Records contained in a dataset:
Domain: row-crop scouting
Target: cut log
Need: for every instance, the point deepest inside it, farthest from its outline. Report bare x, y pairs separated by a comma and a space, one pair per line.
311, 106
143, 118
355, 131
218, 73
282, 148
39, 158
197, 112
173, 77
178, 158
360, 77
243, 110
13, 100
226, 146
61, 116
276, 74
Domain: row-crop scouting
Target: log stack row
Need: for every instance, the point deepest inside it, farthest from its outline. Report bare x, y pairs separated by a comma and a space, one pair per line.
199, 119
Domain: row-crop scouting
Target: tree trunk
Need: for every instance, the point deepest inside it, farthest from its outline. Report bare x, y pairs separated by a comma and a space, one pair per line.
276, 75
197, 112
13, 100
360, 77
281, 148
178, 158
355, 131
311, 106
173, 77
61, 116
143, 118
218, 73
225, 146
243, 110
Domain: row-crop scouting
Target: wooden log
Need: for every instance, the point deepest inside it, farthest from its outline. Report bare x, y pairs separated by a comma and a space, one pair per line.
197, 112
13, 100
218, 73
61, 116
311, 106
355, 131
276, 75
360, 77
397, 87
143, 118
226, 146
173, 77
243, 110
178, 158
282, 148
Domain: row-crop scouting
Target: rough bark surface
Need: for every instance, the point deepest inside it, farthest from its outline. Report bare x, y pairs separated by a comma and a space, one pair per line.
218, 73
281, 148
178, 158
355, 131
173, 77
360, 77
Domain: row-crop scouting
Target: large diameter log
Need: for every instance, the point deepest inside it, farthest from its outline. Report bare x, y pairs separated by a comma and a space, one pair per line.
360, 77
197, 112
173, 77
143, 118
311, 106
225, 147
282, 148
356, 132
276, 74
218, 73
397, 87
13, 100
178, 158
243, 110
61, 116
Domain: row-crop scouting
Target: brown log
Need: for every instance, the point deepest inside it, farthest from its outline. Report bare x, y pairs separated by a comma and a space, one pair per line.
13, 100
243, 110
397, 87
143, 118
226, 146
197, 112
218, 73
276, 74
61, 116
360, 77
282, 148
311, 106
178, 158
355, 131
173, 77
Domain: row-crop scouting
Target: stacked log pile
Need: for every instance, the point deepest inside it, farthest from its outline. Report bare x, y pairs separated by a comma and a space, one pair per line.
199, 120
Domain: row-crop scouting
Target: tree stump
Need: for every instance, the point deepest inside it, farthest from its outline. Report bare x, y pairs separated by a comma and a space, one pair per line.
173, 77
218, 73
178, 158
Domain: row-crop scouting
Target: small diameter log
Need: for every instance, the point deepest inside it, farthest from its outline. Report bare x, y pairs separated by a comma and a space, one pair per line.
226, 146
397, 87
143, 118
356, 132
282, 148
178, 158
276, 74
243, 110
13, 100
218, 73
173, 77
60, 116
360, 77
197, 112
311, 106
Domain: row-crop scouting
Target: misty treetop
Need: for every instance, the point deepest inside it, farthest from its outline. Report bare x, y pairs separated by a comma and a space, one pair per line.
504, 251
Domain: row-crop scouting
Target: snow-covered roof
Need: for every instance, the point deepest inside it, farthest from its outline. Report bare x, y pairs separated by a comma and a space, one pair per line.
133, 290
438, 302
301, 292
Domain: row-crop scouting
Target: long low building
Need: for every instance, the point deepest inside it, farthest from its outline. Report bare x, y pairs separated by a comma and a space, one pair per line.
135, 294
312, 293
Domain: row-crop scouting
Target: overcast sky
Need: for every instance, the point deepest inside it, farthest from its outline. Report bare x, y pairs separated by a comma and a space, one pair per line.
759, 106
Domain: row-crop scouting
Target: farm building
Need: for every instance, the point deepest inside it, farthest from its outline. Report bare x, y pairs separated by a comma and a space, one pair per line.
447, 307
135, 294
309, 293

◆ **What you should do**
With the line that has "Target: misty treetop" as the first and the line that has "Target: snow-covered roof" as the last, repeat exactly that run of lines above and no more.

◆ **Output for this exercise**
Target: misty treetop
Need: for every instance, the point deepest inside it, farthest from its outline. Report bare x, y pairs separated by a comma and a space, one pair per line.
504, 251
Domain: row-crop scouting
Target: snow-covered roof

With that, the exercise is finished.